Set out every line of the listing below as a numbered list, leaving out any blank lines.

------------------------------------

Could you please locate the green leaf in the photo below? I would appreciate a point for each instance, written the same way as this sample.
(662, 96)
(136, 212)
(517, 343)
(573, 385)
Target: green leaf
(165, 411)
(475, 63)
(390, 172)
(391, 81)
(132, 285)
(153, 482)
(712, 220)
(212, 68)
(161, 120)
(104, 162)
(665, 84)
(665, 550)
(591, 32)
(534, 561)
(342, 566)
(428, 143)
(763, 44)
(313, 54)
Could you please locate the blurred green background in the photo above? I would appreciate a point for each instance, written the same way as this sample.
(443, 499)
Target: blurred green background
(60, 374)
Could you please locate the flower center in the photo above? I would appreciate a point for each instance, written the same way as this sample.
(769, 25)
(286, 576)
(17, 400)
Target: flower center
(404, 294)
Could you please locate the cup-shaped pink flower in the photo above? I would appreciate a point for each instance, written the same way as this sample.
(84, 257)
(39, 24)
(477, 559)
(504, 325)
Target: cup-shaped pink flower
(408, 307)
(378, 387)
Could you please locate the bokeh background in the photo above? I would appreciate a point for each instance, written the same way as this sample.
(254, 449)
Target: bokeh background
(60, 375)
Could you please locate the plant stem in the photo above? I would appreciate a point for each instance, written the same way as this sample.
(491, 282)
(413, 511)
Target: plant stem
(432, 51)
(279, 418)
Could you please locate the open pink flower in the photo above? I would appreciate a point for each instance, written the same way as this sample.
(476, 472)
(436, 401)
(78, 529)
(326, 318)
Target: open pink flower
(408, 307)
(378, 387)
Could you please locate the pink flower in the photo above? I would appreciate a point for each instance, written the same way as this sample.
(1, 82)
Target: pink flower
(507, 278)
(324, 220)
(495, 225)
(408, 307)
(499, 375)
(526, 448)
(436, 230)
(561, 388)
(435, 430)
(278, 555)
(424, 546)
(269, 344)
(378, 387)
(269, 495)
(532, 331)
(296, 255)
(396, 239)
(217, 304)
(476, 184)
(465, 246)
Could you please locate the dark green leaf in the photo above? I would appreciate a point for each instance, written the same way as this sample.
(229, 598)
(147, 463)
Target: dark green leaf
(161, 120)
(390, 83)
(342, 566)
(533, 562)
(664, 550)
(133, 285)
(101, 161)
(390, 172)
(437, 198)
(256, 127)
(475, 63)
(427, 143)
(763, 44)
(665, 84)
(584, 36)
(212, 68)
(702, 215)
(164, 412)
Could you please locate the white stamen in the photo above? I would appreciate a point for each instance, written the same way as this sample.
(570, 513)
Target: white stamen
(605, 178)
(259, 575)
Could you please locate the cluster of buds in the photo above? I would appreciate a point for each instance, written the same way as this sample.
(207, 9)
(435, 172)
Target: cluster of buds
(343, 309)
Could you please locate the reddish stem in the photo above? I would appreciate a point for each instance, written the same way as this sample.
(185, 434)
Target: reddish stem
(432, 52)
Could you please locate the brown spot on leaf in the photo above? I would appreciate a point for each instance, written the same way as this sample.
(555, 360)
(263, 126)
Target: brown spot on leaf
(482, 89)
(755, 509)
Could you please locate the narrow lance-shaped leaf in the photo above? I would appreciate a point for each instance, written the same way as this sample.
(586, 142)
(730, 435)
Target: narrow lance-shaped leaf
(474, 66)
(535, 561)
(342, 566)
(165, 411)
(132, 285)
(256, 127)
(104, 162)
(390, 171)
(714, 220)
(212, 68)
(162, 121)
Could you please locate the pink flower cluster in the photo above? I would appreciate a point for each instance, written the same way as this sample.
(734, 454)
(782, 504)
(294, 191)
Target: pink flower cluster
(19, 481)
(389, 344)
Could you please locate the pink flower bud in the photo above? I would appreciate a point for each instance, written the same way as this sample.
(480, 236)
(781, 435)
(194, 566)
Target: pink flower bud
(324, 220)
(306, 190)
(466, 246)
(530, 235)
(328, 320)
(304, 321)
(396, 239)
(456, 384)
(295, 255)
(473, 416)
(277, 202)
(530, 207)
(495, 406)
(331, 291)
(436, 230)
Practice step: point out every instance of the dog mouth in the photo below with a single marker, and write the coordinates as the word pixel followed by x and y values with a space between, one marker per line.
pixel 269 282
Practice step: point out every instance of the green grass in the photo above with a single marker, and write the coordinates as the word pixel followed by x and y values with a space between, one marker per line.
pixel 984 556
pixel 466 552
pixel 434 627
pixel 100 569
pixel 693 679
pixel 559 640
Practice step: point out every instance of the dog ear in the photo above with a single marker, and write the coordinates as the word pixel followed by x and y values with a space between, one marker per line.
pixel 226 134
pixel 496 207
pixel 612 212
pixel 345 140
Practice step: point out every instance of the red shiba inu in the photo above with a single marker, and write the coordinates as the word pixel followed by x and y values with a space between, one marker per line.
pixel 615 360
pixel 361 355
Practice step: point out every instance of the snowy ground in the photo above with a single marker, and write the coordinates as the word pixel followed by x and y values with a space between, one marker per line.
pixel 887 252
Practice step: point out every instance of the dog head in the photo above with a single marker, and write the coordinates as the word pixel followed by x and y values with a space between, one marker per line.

------------------------------------

**Output of the exercise**
1. Could you please locate the green leaf in the photo below? I would appreciate a point for each instance, written the same way as this sample.
2. (662, 96)
3. (136, 212)
4. (517, 343)
5. (573, 385)
6. Target: green leaf
7. (165, 411)
8. (475, 63)
9. (390, 172)
10. (391, 81)
11. (132, 285)
12. (153, 482)
13. (712, 220)
14. (212, 68)
15. (161, 120)
16. (104, 162)
17. (665, 84)
18. (665, 550)
19. (591, 32)
20. (534, 561)
21. (342, 566)
22. (428, 143)
23. (763, 44)
24. (313, 54)
25. Could you please locate the blurred green background in the photo above? I would appreciate a point for each instance, written the same way as this sample.
26. (443, 499)
27. Target: blurred green background
28. (60, 374)
29. Could you please locate the flower center in the photo above? I would appreciate a point for each instance, written the same way as this sample.
30. (769, 25)
31. (286, 576)
32. (17, 400)
33. Target: flower center
34. (404, 294)
35. Could you please locate the cup-shaped pink flower in the photo above? I would appreciate a point for each instance, written the same way as this sample.
36. (84, 257)
37. (39, 24)
38. (477, 559)
39. (504, 325)
40. Target: cup-shaped pink flower
41. (408, 307)
42. (378, 387)
43. Could you please locate the bokeh background in the photo above? I would appreciate a point for each instance, written the same way as this sample.
44. (254, 449)
45. Target: bokeh background
46. (60, 375)
47. Could you please locate the plant stem in the photo above? I would appreciate a point for each instance, written the same way as this sample.
48. (491, 282)
49. (413, 511)
50. Target: plant stem
51. (432, 51)
52. (279, 418)
53. Could you please locate the open pink flower in the photo above? I would appreciate a point for each instance, written the same way as this sample.
54. (476, 472)
55. (436, 401)
56. (78, 529)
57. (326, 318)
58. Target: open pink flower
59. (408, 307)
60. (378, 387)
61. Could you please locate the pink flower in the photo above? I would appreciate a point for each instance, written the same way as this sample.
62. (1, 82)
63. Target: pink flower
64. (507, 278)
65. (324, 220)
66. (495, 225)
67. (408, 307)
68. (499, 375)
69. (526, 448)
70. (436, 230)
71. (561, 388)
72. (435, 430)
73. (278, 555)
74. (424, 546)
75. (269, 344)
76. (378, 387)
77. (269, 495)
78. (532, 331)
79. (296, 255)
80. (396, 239)
81. (217, 304)
82. (476, 184)
83. (465, 246)
84. Could you please locate the dark green leaf in the photo above? I would appreciate a point for each instance, written the same way as this sample.
85. (229, 598)
86. (147, 463)
87. Target: dark green leaf
88. (161, 120)
89. (390, 83)
90. (342, 566)
91. (533, 562)
92. (664, 550)
93. (133, 285)
94. (101, 161)
95. (390, 172)
96. (437, 198)
97. (256, 127)
98. (475, 63)
99. (427, 143)
100. (763, 44)
101. (665, 84)
102. (584, 36)
103. (212, 68)
104. (702, 215)
105. (164, 412)
106. Could you please locate the white stamen in the photo above? I would appreciate a point for each instance, written the same way as this sample.
107. (570, 513)
108. Target: white stamen
109. (605, 178)
110. (259, 575)
111. Could you please locate the cluster of buds in the photo above? I would appreciate a point for each instance, written the same way as this sample.
112. (207, 9)
113. (435, 172)
114. Target: cluster of buds
115. (343, 309)
116. Could you please locate the reddish stem in the photo above? I would appreciate a point for each instance, written the same way as this sample.
117. (185, 434)
118. Target: reddish stem
119. (432, 52)
120. Could you please locate the brown spot on leaf in the photo above? I would appreciate a point for each instance, written the same way as this sample.
121. (555, 360)
122. (263, 126)
123. Target: brown spot on leaf
124. (482, 89)
125. (755, 509)
126. Could you please locate the narrow lance-shaped leaf in the photo above? I would appreciate a point for each instance, written the same way as this sample.
127. (586, 142)
128. (730, 435)
129. Target: narrow lance-shaped leaf
130. (474, 66)
131. (535, 561)
132. (342, 566)
133. (165, 411)
134. (132, 285)
135. (256, 127)
136. (104, 162)
137. (390, 171)
138. (714, 220)
139. (212, 68)
140. (162, 121)
141. Could you please locate the pink flower cluster in the photo above? I would appreciate a point for each instance, written the same way as this sample.
142. (734, 454)
143. (782, 504)
144. (294, 191)
145. Target: pink flower cluster
146. (19, 481)
147. (389, 344)
148. Could you please locate the pink flower bud in the photo above? I would appreciate a point for each instance, written the same way as this sample.
149. (480, 236)
150. (781, 435)
151. (194, 566)
152. Target: pink flower bud
153. (324, 220)
154. (306, 190)
155. (466, 246)
156. (530, 235)
157. (328, 320)
158. (304, 321)
159. (396, 239)
160. (456, 384)
161. (295, 255)
162. (473, 416)
163. (277, 202)
164. (530, 207)
165. (495, 406)
166. (331, 291)
167. (436, 230)
168. Practice step: point out every instance of the dog mouth in the photo below with a single marker, and write the coordinates as the word pixel followed by x and y values with a space between, one marker per line.
169. pixel 269 282
170. Practice step: point out every instance of the green grass in the photo above with a single marker, and write the coordinates as the word pixel followed by x and y values with a space between, one marker per line.
171. pixel 984 556
172. pixel 466 552
173. pixel 434 627
174. pixel 100 569
175. pixel 693 679
176. pixel 559 640
177. Practice step: point out every instance of the dog ear in the photo above with a single marker, and write the coordinates as the word pixel followed by x and y values with a space between, one marker per line.
178. pixel 226 134
179. pixel 496 207
180. pixel 612 212
181. pixel 345 140
182. Practice step: point out every instance of the red shiba inu in the photo above with a single marker, and write the coordinates as the word pixel followed by x and y values with a space between, one marker per line.
183. pixel 615 360
184. pixel 361 355
185. Practice step: point out every instance of the snowy ground in the photo above with a single marker, and write the coordinates as the word pixel followed by x and y values with a space between, one marker per line.
186. pixel 887 252
187. Practice step: point out every instance of the dog head in the photo above with a single marker, and write the coordinates as the word pixel followed by x and y values with a space between, one marker per line.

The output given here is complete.